下の記録のうち、「white document in」を含む行から始まり「pixel 23 341」を含む行で終わる各行を書き直しなさい。その際、「office floor」を「carpeted floor」に置き換え、ほかの部分はそのまま残すこと。

----- 処理対象データ -----

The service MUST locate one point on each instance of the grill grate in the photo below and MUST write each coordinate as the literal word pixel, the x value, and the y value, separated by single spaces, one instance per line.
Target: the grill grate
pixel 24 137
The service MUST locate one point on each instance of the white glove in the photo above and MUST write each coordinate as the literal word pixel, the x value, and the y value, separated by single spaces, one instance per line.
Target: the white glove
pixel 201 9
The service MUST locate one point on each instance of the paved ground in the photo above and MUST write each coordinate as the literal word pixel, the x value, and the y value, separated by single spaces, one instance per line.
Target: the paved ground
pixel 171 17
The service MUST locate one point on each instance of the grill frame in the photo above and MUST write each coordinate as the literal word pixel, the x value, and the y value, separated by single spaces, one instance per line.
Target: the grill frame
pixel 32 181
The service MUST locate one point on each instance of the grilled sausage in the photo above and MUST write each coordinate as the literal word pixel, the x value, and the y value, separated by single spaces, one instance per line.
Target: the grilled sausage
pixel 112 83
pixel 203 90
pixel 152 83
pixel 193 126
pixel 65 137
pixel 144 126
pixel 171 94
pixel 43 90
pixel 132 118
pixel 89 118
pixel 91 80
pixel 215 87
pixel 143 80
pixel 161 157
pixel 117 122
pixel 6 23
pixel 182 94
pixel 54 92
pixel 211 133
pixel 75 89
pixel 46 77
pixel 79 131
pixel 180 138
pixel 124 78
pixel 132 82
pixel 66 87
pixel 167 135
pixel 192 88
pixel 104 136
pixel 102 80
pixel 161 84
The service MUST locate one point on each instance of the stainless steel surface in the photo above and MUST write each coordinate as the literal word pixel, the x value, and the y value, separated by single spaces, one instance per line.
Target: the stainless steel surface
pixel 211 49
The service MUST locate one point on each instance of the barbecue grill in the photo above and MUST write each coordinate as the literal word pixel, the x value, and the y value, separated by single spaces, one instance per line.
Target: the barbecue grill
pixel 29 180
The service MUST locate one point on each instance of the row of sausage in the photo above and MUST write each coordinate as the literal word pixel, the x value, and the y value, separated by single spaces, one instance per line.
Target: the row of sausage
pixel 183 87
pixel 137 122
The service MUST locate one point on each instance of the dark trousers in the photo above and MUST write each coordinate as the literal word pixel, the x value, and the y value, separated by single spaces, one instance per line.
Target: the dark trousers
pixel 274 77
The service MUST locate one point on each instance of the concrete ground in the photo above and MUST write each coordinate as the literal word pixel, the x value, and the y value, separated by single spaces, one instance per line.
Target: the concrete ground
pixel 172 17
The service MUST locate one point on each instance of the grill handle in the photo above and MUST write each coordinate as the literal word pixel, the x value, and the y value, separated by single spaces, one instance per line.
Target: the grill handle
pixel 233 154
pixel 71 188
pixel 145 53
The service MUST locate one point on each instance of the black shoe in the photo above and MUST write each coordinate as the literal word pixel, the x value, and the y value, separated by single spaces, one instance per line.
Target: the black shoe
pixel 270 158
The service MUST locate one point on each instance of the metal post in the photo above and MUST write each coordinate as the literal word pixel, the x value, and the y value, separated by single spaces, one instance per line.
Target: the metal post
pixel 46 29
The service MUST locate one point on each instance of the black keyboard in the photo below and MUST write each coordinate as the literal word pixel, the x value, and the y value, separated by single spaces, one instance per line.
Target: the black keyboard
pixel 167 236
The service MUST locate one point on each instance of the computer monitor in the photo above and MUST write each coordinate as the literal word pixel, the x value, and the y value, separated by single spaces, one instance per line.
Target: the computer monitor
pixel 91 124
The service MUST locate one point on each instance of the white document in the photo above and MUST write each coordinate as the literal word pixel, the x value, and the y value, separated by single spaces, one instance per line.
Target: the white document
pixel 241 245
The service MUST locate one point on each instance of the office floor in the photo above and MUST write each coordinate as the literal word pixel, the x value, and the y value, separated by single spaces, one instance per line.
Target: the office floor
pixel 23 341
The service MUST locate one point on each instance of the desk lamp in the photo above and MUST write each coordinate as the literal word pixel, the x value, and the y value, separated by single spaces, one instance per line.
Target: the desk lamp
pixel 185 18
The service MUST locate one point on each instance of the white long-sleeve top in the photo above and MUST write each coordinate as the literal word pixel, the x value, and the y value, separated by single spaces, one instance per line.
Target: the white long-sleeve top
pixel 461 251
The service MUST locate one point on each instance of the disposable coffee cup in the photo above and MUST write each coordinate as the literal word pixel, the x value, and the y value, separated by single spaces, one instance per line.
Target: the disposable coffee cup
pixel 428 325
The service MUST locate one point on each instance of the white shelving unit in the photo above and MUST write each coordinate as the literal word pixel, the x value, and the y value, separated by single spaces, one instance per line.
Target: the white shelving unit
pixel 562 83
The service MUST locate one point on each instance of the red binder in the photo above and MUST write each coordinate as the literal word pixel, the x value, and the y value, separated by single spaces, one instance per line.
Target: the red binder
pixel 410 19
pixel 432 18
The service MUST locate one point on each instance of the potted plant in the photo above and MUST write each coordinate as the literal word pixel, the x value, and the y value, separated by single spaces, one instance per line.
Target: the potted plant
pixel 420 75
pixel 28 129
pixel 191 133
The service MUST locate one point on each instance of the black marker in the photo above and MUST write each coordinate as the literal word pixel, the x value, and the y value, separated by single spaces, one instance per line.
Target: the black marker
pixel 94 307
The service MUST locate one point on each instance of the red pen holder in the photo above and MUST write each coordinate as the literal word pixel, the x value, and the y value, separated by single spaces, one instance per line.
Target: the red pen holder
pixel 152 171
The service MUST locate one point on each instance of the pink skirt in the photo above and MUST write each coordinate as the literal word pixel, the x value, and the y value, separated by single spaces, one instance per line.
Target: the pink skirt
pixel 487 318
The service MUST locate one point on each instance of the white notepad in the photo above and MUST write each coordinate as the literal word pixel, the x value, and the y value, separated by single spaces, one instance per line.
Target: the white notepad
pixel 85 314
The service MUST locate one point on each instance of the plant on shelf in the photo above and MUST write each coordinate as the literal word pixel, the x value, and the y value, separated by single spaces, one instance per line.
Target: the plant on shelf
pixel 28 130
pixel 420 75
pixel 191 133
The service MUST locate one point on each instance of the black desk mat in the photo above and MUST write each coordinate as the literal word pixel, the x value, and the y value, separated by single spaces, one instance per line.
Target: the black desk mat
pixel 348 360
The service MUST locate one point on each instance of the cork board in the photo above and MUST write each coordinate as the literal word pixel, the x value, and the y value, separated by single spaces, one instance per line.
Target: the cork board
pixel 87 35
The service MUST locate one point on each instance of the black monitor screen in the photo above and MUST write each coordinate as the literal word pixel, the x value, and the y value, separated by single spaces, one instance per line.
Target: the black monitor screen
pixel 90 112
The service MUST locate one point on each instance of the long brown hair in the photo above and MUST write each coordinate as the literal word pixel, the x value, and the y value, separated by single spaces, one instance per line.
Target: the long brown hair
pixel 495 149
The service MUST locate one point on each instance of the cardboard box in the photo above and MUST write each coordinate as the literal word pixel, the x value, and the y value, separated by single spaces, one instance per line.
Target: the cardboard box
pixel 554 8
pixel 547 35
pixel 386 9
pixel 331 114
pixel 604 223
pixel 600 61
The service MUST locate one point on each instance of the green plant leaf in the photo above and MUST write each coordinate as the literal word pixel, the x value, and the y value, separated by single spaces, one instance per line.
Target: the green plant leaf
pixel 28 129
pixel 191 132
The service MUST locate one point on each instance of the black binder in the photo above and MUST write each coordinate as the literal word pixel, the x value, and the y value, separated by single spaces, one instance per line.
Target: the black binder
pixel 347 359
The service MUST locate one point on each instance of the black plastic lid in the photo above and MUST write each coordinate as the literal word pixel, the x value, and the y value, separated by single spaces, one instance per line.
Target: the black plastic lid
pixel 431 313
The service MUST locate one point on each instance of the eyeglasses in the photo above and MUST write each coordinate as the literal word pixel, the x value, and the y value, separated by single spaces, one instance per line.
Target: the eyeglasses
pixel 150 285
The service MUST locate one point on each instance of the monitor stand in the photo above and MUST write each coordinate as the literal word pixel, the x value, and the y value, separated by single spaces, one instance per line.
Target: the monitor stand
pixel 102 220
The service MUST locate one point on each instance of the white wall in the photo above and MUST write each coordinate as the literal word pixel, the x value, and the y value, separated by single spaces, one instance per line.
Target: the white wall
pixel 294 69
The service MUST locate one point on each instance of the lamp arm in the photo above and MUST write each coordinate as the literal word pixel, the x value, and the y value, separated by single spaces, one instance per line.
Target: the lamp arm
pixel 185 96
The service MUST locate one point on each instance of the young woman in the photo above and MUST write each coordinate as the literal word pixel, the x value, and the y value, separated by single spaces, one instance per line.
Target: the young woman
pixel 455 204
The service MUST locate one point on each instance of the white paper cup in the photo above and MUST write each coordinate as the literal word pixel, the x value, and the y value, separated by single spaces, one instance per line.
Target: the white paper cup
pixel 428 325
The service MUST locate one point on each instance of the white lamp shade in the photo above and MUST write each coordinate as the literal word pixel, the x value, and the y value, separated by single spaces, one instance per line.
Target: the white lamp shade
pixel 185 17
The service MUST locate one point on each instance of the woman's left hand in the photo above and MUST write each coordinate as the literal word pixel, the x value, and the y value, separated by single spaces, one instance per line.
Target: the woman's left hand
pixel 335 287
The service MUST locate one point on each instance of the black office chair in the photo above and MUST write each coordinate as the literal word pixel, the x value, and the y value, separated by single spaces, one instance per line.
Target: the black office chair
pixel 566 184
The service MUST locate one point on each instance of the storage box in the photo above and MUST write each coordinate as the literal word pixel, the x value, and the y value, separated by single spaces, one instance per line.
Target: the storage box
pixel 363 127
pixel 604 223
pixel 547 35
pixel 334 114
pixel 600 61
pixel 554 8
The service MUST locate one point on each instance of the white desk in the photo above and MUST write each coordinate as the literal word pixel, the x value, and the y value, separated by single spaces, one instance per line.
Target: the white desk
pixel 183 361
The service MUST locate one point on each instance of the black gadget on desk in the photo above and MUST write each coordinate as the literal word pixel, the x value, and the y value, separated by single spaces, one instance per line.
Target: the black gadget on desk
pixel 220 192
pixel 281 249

-----

# [最終結果]
The service MUST locate one point on each instance of the white document in the photo above and MUST write each coordinate as the literal word pixel, the x value, and the y value, separated by single spaces, one instance per line.
Target: the white document
pixel 241 245
The service MUST locate one point on each instance of the carpeted floor in the photo above and MUST write each coordinate as the literal word pixel, the x value, and the y value, separated by single spaces, one instance per line.
Target: the carpeted floor
pixel 23 341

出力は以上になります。